马德丽闭上眼睛,身体前倾,头微微向上抬起,倾听着解说词。遇到惊险刺激的情节,她不由紧张地抓住座椅扶手。在她的身旁,同伴唐发米、王惠容同样“看”得入神。

马德丽是四川省西昌市德昌县一家盲人按摩店的老板,原先眼睛高度近视,但仍然喜欢趴在电视机前看连续剧。全盲之后的四五年,她就很少出门,更不要说看电影了。

“光明影院”志愿者与观众在一起。  肖泓供图

听到四川省盲协要放映无障碍电影的消息时,她喜出望外,当下决定:按摩店停业一天,去“看”电影!

那一晚,马德丽激动得难以入眠。第二天,她穿着精心挑选的衣服,和同伴们早早出了门,提前一个小时到达了电影院。

_任务要求_.
请根据这篇关于马德丽"看"电影的文章回答：
1. 马德丽是哪家店的老板？
2. 为了去"看"电影，她对自己的店做了什么决定？
3. 她比开场提前多久到达电影院？
以下数据另有来源，与上文文章无关。

_所供数据_.
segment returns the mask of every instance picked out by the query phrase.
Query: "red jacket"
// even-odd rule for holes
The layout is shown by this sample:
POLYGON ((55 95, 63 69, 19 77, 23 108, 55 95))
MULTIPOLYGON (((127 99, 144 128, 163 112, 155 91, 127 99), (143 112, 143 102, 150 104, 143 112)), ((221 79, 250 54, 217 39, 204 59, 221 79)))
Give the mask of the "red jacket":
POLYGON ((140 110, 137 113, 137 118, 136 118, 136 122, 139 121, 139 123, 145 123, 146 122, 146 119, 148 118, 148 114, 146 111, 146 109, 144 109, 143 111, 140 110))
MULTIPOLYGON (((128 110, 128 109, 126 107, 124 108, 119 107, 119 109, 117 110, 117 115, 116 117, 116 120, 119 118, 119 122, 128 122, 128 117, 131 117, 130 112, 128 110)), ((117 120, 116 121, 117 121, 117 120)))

_练习答案_.
1. 她是四川省西昌市德昌县一家盲人按摩店的老板。
2. 她决定让按摩店停业一天。
3. 她提前一个小时到达了电影院。